▶ _Task objective_
Turn every line of the records below into a numbered list, one line per item, with blank lines dropped. Leave the pictures out.

╭──

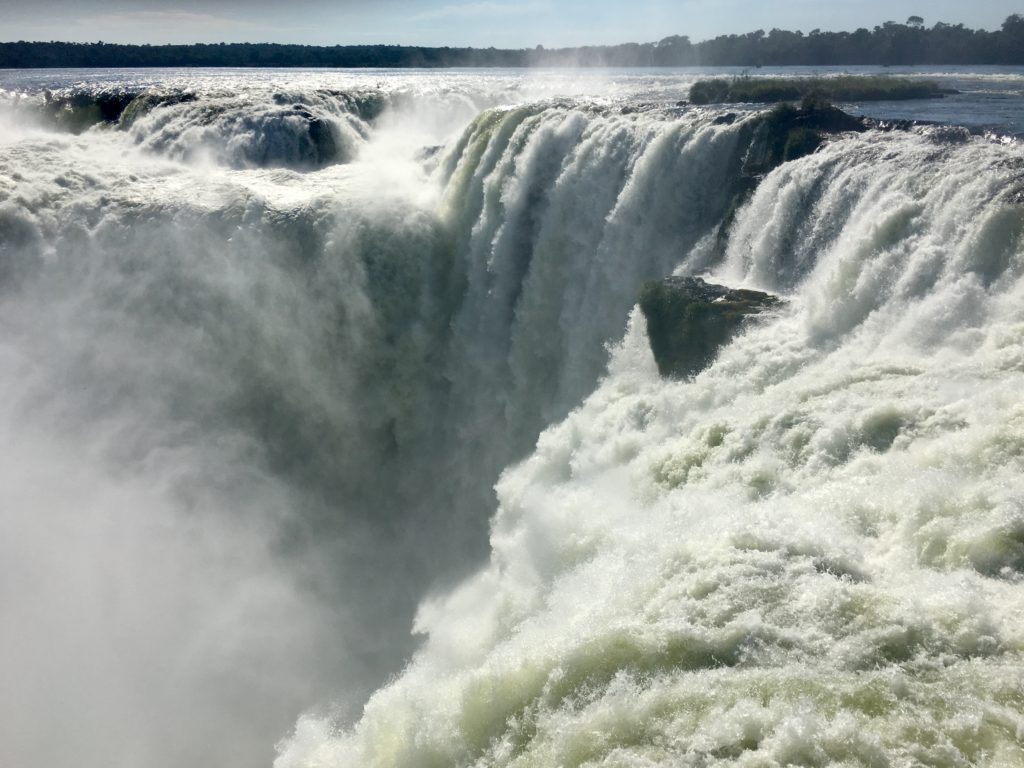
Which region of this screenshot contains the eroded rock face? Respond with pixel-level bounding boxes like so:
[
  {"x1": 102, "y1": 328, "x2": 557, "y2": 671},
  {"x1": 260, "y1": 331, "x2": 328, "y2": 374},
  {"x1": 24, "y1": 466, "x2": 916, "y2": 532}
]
[{"x1": 640, "y1": 278, "x2": 782, "y2": 379}]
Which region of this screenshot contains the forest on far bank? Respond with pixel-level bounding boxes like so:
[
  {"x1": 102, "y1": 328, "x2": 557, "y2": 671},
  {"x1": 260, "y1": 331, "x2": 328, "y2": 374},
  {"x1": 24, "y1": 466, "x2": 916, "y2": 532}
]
[{"x1": 0, "y1": 13, "x2": 1024, "y2": 69}]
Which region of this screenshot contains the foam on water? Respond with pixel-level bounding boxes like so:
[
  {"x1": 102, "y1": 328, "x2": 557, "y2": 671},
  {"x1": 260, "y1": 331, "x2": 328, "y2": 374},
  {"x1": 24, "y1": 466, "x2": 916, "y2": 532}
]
[{"x1": 0, "y1": 69, "x2": 1024, "y2": 768}]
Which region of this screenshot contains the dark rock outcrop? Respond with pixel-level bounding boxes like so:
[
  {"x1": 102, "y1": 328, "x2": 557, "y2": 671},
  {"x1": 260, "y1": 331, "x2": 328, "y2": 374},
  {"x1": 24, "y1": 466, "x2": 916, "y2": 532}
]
[
  {"x1": 743, "y1": 99, "x2": 868, "y2": 177},
  {"x1": 640, "y1": 278, "x2": 782, "y2": 379}
]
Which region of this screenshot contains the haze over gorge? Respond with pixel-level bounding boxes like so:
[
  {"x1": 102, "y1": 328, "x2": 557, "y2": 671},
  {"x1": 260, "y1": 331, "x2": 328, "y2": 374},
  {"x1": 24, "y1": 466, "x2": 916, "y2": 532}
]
[{"x1": 0, "y1": 43, "x2": 1024, "y2": 768}]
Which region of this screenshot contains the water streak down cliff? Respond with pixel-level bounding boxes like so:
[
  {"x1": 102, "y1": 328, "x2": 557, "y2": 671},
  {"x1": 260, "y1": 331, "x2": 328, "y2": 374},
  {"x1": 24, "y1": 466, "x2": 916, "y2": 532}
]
[{"x1": 0, "y1": 79, "x2": 1024, "y2": 768}]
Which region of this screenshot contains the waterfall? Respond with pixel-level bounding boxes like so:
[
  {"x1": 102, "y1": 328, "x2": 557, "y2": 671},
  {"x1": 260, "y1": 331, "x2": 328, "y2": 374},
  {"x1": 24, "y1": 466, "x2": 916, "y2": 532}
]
[{"x1": 0, "y1": 73, "x2": 1024, "y2": 768}]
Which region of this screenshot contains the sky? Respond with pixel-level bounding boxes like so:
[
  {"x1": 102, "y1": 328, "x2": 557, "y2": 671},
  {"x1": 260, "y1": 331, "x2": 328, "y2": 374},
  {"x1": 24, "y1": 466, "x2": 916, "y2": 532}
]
[{"x1": 0, "y1": 0, "x2": 1024, "y2": 48}]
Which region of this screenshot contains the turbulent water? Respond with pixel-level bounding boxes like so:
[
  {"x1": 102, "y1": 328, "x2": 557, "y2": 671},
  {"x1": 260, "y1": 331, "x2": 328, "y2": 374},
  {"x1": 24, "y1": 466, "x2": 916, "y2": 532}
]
[{"x1": 0, "y1": 67, "x2": 1024, "y2": 768}]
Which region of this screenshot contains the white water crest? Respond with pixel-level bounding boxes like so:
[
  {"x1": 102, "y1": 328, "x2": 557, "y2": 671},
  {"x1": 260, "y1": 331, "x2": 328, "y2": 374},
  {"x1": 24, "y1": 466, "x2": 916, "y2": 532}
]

╰──

▶ _Exercise answer_
1. Which region of this screenshot contains the eroded rock face? Respond with pixel-level bounding boxes like so:
2. [
3.   {"x1": 102, "y1": 328, "x2": 557, "y2": 671},
4.   {"x1": 260, "y1": 331, "x2": 328, "y2": 374},
5.   {"x1": 24, "y1": 466, "x2": 916, "y2": 532}
6. ]
7. [{"x1": 640, "y1": 278, "x2": 782, "y2": 379}]
8. Which region of this screenshot contains the forest on far bank? Respond with pixel-level bounding boxes like so:
9. [
10.   {"x1": 102, "y1": 328, "x2": 557, "y2": 671},
11.   {"x1": 260, "y1": 331, "x2": 328, "y2": 374},
12.   {"x1": 24, "y1": 466, "x2": 916, "y2": 532}
13. ]
14. [{"x1": 0, "y1": 13, "x2": 1024, "y2": 69}]
15. Which region of this screenshot contains the foam on water? Respond with pixel-level bounding boxes like so:
16. [
17.   {"x1": 102, "y1": 328, "x2": 557, "y2": 671},
18.   {"x1": 260, "y1": 331, "x2": 328, "y2": 374},
19.   {"x1": 24, "y1": 466, "x2": 916, "y2": 532}
20. ]
21. [{"x1": 0, "y1": 69, "x2": 1024, "y2": 768}]
22. Which region of this screenshot contains the dark rock outcrop? Respond with pixel-level bounding boxes like so:
23. [
24.   {"x1": 102, "y1": 328, "x2": 557, "y2": 671},
25.   {"x1": 260, "y1": 331, "x2": 328, "y2": 374},
26.   {"x1": 24, "y1": 466, "x2": 916, "y2": 532}
27. ]
28. [
29.   {"x1": 743, "y1": 99, "x2": 868, "y2": 177},
30.   {"x1": 640, "y1": 278, "x2": 782, "y2": 379}
31. ]
32. Which region of this screenshot contains the haze over gorge? Respond with pixel-level bounding boxes like so:
33. [
34.   {"x1": 102, "y1": 328, "x2": 557, "y2": 671},
35.   {"x1": 260, "y1": 331, "x2": 328, "y2": 374},
36.   {"x1": 24, "y1": 466, "x2": 916, "y2": 532}
37. ]
38. [{"x1": 0, "y1": 43, "x2": 1024, "y2": 768}]
39. Which region of this screenshot contains the water streak down cliff? Respond with pixel-level bounding boxes like so:
40. [
41.   {"x1": 102, "y1": 328, "x2": 557, "y2": 671},
42.   {"x1": 260, "y1": 331, "x2": 328, "y2": 374},
43.   {"x1": 24, "y1": 466, "x2": 916, "y2": 532}
44. ]
45. [{"x1": 0, "y1": 79, "x2": 1024, "y2": 768}]
46. Which region of this screenshot contains the waterfall? Respond with pixel-level bounding boxes like so:
47. [
48.   {"x1": 102, "y1": 328, "x2": 557, "y2": 671},
49.   {"x1": 260, "y1": 331, "x2": 328, "y2": 374},
50.   {"x1": 24, "y1": 466, "x2": 916, "y2": 532}
51. ]
52. [{"x1": 0, "y1": 73, "x2": 1024, "y2": 768}]
53. Which region of this screenshot contains the sky? Respond with pixel-level bounding boxes like so:
54. [
55.   {"x1": 102, "y1": 328, "x2": 557, "y2": 671},
56.   {"x1": 260, "y1": 331, "x2": 328, "y2": 374},
57.   {"x1": 24, "y1": 466, "x2": 916, "y2": 532}
58. ]
59. [{"x1": 0, "y1": 0, "x2": 1024, "y2": 48}]
60. Which region of this screenshot contains the turbulent water? Respond with pixel-level bounding boxes like so:
61. [
62.   {"x1": 102, "y1": 328, "x2": 557, "y2": 671},
63.   {"x1": 260, "y1": 331, "x2": 328, "y2": 374},
64.   {"x1": 24, "y1": 466, "x2": 916, "y2": 532}
65. ]
66. [{"x1": 0, "y1": 67, "x2": 1024, "y2": 768}]
67. Which region of this screenshot contains the white water crest? Respond with pixel-level bounding boxes like so:
68. [
69.   {"x1": 102, "y1": 328, "x2": 557, "y2": 671},
70.   {"x1": 260, "y1": 331, "x2": 328, "y2": 374},
71.   {"x1": 24, "y1": 466, "x2": 916, "y2": 532}
72. ]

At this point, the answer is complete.